__Your task__. Scan the entries below and return each line that contains "tractor".

__Data shown__.
# # # # # # #
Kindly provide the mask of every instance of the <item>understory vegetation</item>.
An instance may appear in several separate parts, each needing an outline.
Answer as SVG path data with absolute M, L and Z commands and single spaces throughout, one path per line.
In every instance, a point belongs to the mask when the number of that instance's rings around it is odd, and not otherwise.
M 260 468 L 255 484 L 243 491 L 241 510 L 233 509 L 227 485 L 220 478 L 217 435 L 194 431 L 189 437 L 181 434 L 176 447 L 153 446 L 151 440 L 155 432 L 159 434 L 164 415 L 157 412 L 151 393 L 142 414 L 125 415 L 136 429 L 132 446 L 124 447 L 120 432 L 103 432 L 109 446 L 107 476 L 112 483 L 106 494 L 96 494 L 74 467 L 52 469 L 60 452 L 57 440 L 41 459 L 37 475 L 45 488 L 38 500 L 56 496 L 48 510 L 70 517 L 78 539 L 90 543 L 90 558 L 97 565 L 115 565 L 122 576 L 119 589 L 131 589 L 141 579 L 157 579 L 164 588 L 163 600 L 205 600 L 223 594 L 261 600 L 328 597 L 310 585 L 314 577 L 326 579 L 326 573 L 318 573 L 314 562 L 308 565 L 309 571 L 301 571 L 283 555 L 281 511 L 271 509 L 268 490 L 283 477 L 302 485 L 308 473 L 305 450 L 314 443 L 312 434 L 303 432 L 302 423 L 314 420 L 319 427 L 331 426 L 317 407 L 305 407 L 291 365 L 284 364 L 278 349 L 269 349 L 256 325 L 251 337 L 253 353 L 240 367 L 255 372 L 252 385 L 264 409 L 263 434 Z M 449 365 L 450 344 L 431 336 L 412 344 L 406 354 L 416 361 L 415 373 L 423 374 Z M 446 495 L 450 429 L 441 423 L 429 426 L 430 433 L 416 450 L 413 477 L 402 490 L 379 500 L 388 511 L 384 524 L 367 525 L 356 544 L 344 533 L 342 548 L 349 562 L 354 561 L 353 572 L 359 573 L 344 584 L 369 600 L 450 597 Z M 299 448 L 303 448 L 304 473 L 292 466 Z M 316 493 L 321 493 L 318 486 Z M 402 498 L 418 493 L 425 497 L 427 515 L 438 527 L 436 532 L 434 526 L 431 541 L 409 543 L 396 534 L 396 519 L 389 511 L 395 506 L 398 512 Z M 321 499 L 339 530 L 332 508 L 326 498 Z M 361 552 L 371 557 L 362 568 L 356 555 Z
# # # # # # #
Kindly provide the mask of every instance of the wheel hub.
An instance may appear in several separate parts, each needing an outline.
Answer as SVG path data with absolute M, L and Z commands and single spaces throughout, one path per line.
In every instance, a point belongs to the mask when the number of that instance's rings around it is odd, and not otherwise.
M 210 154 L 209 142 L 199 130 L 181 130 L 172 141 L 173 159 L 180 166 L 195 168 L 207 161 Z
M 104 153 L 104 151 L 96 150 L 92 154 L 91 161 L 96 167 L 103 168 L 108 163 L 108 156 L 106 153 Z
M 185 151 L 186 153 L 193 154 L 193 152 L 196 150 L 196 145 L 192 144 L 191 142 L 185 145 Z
# # # # # # #
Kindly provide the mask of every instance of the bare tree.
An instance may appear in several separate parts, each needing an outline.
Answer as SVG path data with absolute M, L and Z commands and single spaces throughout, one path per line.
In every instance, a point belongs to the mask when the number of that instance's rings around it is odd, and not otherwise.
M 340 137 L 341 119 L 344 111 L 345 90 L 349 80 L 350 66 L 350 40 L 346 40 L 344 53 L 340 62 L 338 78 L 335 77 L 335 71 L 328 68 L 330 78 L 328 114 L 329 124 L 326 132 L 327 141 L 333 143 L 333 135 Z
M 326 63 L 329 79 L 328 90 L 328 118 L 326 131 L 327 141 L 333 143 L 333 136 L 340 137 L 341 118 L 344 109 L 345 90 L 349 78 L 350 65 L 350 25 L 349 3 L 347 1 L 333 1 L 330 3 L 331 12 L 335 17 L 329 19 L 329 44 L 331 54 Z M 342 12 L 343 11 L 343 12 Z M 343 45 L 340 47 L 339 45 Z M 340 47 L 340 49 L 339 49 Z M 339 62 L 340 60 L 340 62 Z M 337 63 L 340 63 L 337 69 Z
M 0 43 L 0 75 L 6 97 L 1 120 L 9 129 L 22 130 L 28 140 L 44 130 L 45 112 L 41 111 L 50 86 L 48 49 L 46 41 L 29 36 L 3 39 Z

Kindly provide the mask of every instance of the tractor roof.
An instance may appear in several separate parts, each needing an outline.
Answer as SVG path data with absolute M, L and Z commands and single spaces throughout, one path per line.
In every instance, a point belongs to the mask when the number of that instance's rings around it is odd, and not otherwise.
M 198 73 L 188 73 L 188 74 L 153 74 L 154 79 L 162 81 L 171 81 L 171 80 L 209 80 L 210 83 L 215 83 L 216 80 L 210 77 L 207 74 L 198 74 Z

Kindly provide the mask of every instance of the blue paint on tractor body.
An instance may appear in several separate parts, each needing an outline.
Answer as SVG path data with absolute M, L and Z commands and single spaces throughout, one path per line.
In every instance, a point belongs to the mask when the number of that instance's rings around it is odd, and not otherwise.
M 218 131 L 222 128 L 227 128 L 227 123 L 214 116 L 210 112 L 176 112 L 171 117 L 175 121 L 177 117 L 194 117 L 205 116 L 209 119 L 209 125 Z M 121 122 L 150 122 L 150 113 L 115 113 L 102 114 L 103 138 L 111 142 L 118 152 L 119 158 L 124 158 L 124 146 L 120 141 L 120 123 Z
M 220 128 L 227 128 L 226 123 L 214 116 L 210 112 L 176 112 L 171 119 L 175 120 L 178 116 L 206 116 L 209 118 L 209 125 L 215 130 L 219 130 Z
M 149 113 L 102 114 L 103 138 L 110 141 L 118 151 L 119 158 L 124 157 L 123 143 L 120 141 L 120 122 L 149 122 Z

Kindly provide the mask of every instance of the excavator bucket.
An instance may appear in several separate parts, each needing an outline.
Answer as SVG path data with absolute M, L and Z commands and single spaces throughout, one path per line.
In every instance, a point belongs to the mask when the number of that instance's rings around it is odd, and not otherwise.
# # # # # # #
__Solution to this task__.
Kindly provide the mask of every instance of the tractor roof.
Kindly provide the mask of every instance of the blue paint on tractor body.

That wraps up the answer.